WRITTEN TASK: Reproduce each of the rows below word for word, leaving every line unchanged.

RECORDS PROVIDED:
====

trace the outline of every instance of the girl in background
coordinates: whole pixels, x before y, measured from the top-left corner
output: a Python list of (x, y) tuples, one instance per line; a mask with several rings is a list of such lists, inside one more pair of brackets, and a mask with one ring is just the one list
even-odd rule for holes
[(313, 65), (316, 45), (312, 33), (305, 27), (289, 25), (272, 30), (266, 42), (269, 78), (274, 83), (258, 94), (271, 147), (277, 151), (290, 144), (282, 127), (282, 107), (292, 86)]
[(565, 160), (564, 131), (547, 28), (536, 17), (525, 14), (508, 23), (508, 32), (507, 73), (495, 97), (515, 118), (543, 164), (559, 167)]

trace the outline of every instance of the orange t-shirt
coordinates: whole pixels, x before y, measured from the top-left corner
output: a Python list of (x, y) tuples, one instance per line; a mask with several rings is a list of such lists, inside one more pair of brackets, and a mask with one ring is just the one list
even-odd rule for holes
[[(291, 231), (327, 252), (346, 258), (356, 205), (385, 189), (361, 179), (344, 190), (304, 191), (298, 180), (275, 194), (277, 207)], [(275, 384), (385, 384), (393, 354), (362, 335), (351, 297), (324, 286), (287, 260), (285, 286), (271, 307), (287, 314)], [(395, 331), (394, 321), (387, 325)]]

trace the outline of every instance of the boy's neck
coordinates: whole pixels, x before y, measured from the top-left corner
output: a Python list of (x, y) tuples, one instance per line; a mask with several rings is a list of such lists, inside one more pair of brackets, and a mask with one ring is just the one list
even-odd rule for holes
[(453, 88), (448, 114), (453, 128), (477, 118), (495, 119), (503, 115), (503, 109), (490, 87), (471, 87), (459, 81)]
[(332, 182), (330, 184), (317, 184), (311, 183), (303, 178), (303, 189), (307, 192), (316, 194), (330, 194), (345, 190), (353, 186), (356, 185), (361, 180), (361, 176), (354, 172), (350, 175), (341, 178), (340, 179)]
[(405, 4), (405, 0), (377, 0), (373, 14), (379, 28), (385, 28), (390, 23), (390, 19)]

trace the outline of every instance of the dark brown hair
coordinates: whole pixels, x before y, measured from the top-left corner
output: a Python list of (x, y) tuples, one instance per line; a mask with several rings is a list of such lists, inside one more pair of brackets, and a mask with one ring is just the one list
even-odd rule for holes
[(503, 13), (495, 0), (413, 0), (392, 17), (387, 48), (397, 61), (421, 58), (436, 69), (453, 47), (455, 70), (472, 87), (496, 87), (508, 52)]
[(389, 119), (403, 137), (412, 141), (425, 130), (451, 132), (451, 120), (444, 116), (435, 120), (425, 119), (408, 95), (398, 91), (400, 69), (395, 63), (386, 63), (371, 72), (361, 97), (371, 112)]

====

SOLUTION TO THE PROBLEM:
trace the outline of every instance of the girl in background
coordinates: whole pixels, x before y, measured from the top-left corner
output: a Python list of (x, y) tuples, one instance per line; a mask with several rings is a list of such lists, inside one more pair of brackets, and a mask with one ring is just the one list
even-odd rule for holes
[(313, 65), (316, 45), (312, 33), (305, 27), (289, 25), (272, 30), (266, 42), (269, 78), (274, 83), (258, 94), (271, 147), (277, 151), (290, 144), (282, 127), (282, 107), (292, 86)]
[(565, 160), (564, 131), (547, 28), (536, 17), (525, 14), (508, 23), (508, 32), (507, 73), (495, 97), (515, 118), (543, 164), (559, 167)]

trace the outline of every instance of the orange t-shirt
coordinates: whole pixels, x before y, measured from the top-left corner
output: a Python list of (x, y) tuples, one instance per line; a mask with several rings is a list of such lists, inside one more pair of brackets, and a mask with one ring is just the one list
even-odd rule for holes
[[(291, 231), (327, 252), (346, 258), (356, 205), (385, 189), (361, 179), (344, 190), (304, 191), (298, 180), (275, 194), (277, 207)], [(275, 384), (385, 384), (393, 354), (362, 335), (351, 297), (324, 286), (287, 260), (285, 286), (271, 307), (287, 314)], [(395, 331), (394, 321), (387, 325)]]

trace the outline of every instance of the boy's neck
coordinates: whole pixels, x before y, measured from the top-left corner
output: a Python list of (x, y) tuples, one instance per line; a mask with several rings is a list of such lists, inside one more pair of brackets, and a mask with one ring is just the one list
even-odd rule for holes
[(453, 88), (448, 114), (453, 128), (477, 118), (495, 119), (503, 115), (503, 109), (490, 87), (471, 87), (459, 81)]
[(332, 182), (330, 184), (317, 184), (311, 183), (303, 178), (303, 189), (307, 192), (316, 194), (330, 194), (345, 190), (353, 186), (356, 185), (361, 180), (361, 176), (354, 172), (350, 175), (341, 178), (340, 179)]
[(405, 4), (405, 0), (377, 0), (373, 14), (379, 28), (385, 28), (390, 23), (390, 19)]

trace the outline of every instance of the dark brown hair
coordinates: whole pixels, x before y, measured from the top-left corner
output: a Python list of (x, y) tuples, one instance per line; a mask with several rings is a list of such lists, inside one more pair of brackets, and a mask with one ring is just the one list
even-odd rule for holes
[(503, 13), (495, 0), (413, 0), (392, 17), (387, 48), (397, 61), (421, 58), (436, 69), (453, 47), (455, 70), (472, 87), (496, 87), (508, 52)]
[(389, 119), (403, 137), (412, 141), (425, 130), (451, 132), (451, 120), (444, 116), (435, 120), (425, 119), (408, 95), (398, 91), (400, 69), (395, 63), (386, 63), (371, 72), (361, 97), (371, 112)]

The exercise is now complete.